──────── Excerpted data

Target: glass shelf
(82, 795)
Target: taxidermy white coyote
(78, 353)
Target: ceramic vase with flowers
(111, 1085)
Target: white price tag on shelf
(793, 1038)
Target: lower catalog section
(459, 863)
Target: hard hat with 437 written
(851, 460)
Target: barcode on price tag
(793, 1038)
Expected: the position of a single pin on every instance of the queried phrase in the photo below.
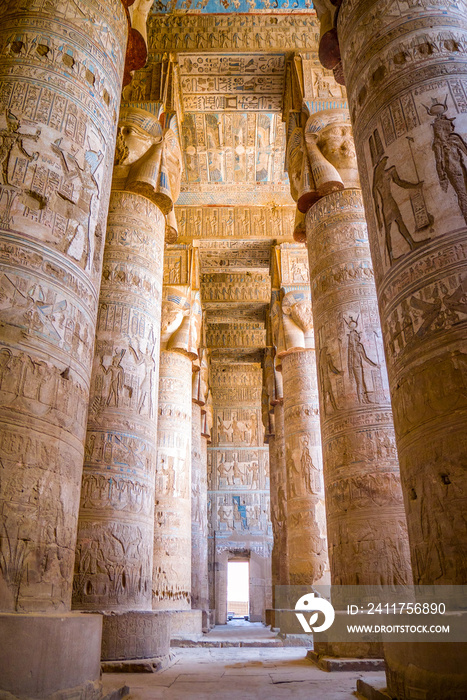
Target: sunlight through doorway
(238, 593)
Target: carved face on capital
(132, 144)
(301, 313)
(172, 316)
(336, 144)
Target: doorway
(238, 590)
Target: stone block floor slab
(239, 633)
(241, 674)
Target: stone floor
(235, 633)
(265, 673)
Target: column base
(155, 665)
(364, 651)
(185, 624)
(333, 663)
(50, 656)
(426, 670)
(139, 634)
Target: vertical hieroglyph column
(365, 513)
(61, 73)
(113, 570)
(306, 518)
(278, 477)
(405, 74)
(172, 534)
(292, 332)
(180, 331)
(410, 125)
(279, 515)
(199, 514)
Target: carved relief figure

────────────────

| Your objective |
Substitute "price label" for "price tag" throughout the records and write them out again with nothing else changed. Leave the pictures out.

| Written response |
Target: glass shelf
(82, 795)
Target: taxidermy white coyote
(78, 353)
Target: ceramic vase with flowers
(111, 1085)
Target: white price label on shelf
(793, 1038)
Target: lower catalog section
(459, 863)
Target: hard hat with 437 written
(851, 460)
Target: barcode on price label
(793, 1038)
Expected: the position of a single pin on every instance of the queried phrase in the photo below.
Target: sunlight through doorway
(238, 593)
Target: carved face on capital
(132, 144)
(301, 313)
(172, 316)
(336, 144)
Target: doorway
(238, 590)
Target: stone block floor slab
(239, 633)
(241, 674)
Target: stone floor
(235, 633)
(265, 673)
Target: column base
(155, 665)
(364, 651)
(185, 624)
(333, 663)
(50, 656)
(426, 670)
(139, 634)
Target: vertical hieroglyph column
(365, 513)
(61, 73)
(113, 570)
(306, 518)
(278, 477)
(405, 74)
(172, 534)
(292, 332)
(180, 331)
(410, 125)
(279, 515)
(199, 514)
Target: carved relief figure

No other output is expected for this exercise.